WORK TO COMPLETE:
- a) From the court opinion, extract the part that opens with the words containing "Defendant appeals his" and closes with "NW2d 130 (1999).".
- b) Using the court opinion, state whether each statement agrees with it, answering yes or no and quoting the deciding words: (i) the defendant was sentenced as a habitual offender, second offense; (ii) the defendant objected at trial to the evidence he now challenges; (iii) the robbery sentence runs consecutively to a mandatory two-year felony-firearm term.
- c) Carry on the court opinion from its last sentence.

begin TEXT EXTRACT

Before: Meter, P.J., and Wilder and Schuette, JJ.
PER CURIAM.
Following a jury trial, defendant was convicted of armed robbery, MCL 750.529, and
possession of a firearm during the commission of a felony, MCL 750.227b. He was sentenced as
an habitual offender, third offense, MCL 769.11, to a prison term of twenty to forty years for the
robbery conviction, to be served consecutively to a mandatory two-year term for felony-firearm.
Defendant appeals his convictions as of right and we affirm.
Defendant first contends that the trial court erred in admitting certain evidence at trial.
This issue has not been preserved because defendant did not object at trial. MRE 103(a)(1);
People v Aldrich, 246 Mich App 101, 113; 631 NW2d 67 (2001). Therefore, review is precluded
unless the defendant demonstrates plain error that affected the outcome of the lower court
proceedings. People v Carines, 460 Mich 750, 763-764; 597 NW2d 130 (1999).

end TEXT EXTRACT
begin INFORMATION SHOWN

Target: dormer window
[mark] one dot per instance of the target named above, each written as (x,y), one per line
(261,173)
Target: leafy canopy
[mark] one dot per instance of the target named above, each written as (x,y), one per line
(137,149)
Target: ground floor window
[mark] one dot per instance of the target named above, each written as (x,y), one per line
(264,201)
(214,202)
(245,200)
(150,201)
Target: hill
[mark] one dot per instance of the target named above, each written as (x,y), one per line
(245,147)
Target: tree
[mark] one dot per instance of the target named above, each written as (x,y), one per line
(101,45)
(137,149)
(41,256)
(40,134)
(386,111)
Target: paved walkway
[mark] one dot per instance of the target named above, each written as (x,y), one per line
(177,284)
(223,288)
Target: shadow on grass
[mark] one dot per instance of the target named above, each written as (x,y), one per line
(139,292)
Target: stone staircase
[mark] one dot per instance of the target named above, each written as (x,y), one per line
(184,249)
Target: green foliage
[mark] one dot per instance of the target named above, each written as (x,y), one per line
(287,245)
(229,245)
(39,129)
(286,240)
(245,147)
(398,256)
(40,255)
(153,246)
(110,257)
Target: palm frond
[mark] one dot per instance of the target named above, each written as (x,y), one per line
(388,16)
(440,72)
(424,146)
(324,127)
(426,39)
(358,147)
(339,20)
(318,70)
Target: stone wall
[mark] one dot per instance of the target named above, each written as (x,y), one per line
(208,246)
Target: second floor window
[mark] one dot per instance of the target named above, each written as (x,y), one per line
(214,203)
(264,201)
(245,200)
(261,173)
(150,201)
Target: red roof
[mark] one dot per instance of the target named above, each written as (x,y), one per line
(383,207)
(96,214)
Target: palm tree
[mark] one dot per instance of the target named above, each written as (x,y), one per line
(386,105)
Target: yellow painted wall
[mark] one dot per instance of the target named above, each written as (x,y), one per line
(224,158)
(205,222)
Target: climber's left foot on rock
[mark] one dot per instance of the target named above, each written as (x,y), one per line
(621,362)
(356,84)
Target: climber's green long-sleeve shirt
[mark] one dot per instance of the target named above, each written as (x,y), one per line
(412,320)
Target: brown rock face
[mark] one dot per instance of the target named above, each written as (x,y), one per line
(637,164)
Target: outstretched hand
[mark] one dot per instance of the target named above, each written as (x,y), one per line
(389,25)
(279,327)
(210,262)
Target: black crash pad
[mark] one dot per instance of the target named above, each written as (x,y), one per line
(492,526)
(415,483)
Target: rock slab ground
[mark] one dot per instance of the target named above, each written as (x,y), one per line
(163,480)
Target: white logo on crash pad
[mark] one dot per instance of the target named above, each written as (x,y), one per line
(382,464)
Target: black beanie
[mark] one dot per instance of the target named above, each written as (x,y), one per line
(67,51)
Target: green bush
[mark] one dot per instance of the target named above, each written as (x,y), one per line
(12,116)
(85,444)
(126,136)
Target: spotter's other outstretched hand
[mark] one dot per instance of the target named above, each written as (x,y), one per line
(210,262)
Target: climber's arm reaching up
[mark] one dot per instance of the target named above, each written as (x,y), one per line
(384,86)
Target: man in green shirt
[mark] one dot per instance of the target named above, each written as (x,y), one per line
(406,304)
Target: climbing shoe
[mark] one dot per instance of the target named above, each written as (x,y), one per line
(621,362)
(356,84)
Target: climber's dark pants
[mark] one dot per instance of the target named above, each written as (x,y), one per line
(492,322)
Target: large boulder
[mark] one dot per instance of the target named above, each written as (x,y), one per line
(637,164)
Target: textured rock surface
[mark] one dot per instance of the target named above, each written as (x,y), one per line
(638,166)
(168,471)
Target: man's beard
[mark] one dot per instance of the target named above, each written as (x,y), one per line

end INFORMATION SHOWN

ANSWERS IN ORDER:
- a)
Defendant appeals his convictions as of right and we affirm.
Defendant first contends that the trial court erred in admitting certain evidence at trial.
This issue has not been preserved because defendant did not object at trial. MRE 103(a)(1);
People v Aldrich, 246 Mich App 101, 113; 631 NW2d 67 (2001). Therefore, review is precluded
unless the defendant demonstrates plain error that affected the outcome of the lower court
proceedings. People v Carines, 460 Mich 750, 763-764; 597 NW2d 130 (1999).

- b)
(i) No: "an habitual offender, third offense"
(ii) No: "defendant did not object at trial"
(iii) Yes: "to be served consecutively to a mandatory two-year term for felony-firearm"

- c)
While the police were at the victim’s home investigating the crime, the victim received a
telephone call from someone who reported having observed defendant leaving the scene. On
defendant’s motion, the court ruled that the investigating officer, Charles Pelfrey, could testify
that he took certain actions based on the information received during the telephone call, but
could not testify to the informant’s statements. After Pelfrey testified, the court asked certain
questions posed by jurors. Some of those questions pertained to the information received from
the informant. Defendant contends that by allowing Pelfrey to respond, the court violated its
previous ruling and improperly admitted hearsay evidence showing that defendant committed the
crimes charged.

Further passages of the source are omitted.